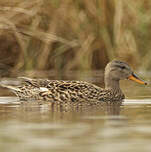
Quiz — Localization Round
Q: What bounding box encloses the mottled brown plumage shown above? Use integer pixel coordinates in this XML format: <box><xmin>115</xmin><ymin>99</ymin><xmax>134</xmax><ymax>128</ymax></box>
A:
<box><xmin>1</xmin><ymin>60</ymin><xmax>145</xmax><ymax>104</ymax></box>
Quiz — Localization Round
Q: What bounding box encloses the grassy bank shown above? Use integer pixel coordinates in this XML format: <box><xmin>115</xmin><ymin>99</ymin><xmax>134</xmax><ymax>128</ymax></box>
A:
<box><xmin>0</xmin><ymin>0</ymin><xmax>151</xmax><ymax>75</ymax></box>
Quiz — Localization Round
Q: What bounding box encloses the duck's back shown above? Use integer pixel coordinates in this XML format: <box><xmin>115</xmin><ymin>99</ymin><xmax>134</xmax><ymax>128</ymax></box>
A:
<box><xmin>1</xmin><ymin>77</ymin><xmax>124</xmax><ymax>103</ymax></box>
<box><xmin>9</xmin><ymin>78</ymin><xmax>109</xmax><ymax>102</ymax></box>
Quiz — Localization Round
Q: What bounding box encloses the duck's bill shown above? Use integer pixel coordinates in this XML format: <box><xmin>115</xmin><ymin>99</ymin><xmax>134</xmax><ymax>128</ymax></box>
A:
<box><xmin>128</xmin><ymin>73</ymin><xmax>147</xmax><ymax>85</ymax></box>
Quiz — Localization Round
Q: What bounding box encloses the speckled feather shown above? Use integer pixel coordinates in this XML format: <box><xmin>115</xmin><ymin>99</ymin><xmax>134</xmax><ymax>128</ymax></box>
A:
<box><xmin>9</xmin><ymin>78</ymin><xmax>124</xmax><ymax>103</ymax></box>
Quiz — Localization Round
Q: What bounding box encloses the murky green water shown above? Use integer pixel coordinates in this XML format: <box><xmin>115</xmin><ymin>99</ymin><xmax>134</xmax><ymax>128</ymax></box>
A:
<box><xmin>0</xmin><ymin>72</ymin><xmax>151</xmax><ymax>152</ymax></box>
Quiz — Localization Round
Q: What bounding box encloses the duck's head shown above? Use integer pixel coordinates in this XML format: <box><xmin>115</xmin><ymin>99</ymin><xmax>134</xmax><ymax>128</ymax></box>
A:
<box><xmin>105</xmin><ymin>60</ymin><xmax>147</xmax><ymax>85</ymax></box>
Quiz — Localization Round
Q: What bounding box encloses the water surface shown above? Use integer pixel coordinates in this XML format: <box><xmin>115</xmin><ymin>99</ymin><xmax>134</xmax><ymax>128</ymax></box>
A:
<box><xmin>0</xmin><ymin>74</ymin><xmax>151</xmax><ymax>152</ymax></box>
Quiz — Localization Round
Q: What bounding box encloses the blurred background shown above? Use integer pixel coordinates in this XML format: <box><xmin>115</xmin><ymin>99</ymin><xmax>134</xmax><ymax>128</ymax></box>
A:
<box><xmin>0</xmin><ymin>0</ymin><xmax>151</xmax><ymax>76</ymax></box>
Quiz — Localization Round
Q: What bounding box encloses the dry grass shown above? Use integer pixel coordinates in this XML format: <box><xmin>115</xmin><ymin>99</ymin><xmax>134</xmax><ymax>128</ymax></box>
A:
<box><xmin>0</xmin><ymin>0</ymin><xmax>151</xmax><ymax>74</ymax></box>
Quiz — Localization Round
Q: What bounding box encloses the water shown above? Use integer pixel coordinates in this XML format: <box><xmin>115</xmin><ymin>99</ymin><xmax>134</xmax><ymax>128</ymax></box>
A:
<box><xmin>0</xmin><ymin>72</ymin><xmax>151</xmax><ymax>152</ymax></box>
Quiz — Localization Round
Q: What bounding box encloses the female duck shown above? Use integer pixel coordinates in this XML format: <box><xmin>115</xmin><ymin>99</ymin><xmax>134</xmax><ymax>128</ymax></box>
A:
<box><xmin>1</xmin><ymin>60</ymin><xmax>146</xmax><ymax>102</ymax></box>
--------------------------------
Report how many of the lines above contain the string "water", with case counting. Reply with the number only.

3